**Data supplied:**
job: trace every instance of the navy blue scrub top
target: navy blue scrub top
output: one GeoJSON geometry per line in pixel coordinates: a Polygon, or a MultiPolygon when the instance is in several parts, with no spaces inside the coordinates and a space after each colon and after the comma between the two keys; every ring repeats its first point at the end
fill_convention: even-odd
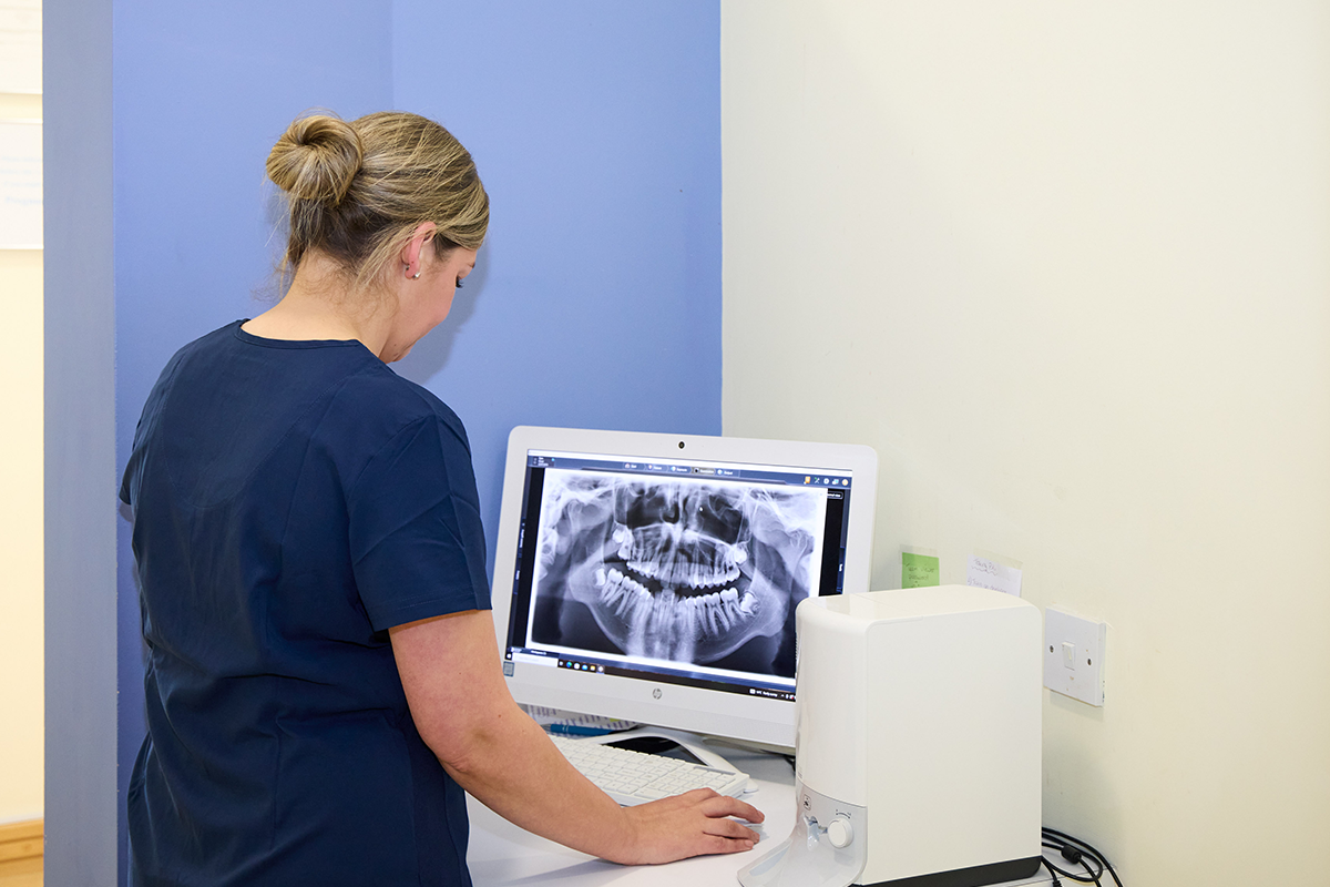
{"type": "Polygon", "coordinates": [[[359,342],[222,327],[134,435],[134,884],[469,884],[387,629],[488,609],[462,422],[359,342]]]}

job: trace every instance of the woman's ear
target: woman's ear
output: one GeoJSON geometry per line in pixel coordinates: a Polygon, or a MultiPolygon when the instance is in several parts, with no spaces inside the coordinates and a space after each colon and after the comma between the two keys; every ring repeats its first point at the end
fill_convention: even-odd
{"type": "Polygon", "coordinates": [[[420,258],[424,245],[434,239],[439,227],[434,222],[420,222],[411,239],[402,247],[402,263],[406,266],[406,275],[412,281],[420,277],[420,258]]]}

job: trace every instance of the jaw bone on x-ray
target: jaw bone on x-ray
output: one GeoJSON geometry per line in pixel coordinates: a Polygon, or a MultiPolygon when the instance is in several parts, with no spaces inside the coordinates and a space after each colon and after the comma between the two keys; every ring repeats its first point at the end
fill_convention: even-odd
{"type": "Polygon", "coordinates": [[[532,638],[794,677],[822,496],[547,471],[532,638]]]}

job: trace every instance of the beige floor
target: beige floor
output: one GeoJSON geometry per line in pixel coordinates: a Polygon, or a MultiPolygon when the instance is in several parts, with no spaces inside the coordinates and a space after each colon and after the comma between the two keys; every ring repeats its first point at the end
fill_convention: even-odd
{"type": "Polygon", "coordinates": [[[0,887],[41,887],[41,858],[0,863],[0,887]]]}

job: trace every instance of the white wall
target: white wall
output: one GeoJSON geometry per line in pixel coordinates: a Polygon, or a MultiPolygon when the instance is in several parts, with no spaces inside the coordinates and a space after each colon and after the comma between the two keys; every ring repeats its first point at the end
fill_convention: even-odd
{"type": "Polygon", "coordinates": [[[1323,882],[1326,47],[1325,3],[722,0],[725,434],[876,448],[875,588],[986,551],[1111,624],[1044,819],[1133,887],[1323,882]]]}
{"type": "MultiPolygon", "coordinates": [[[[0,93],[0,118],[41,117],[41,96],[0,93]]],[[[0,823],[43,811],[41,250],[0,249],[9,336],[0,348],[0,823]]]]}

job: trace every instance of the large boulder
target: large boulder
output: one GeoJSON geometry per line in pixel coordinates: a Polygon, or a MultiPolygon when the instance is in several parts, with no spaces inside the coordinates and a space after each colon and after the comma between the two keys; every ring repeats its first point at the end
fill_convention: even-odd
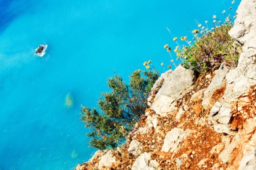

**Your goal:**
Which lines in the rows above contain the word "navy"? Extract each of them in full.

**Expected answer:**
job: trace every instance of the navy blue scrub top
target: navy blue scrub top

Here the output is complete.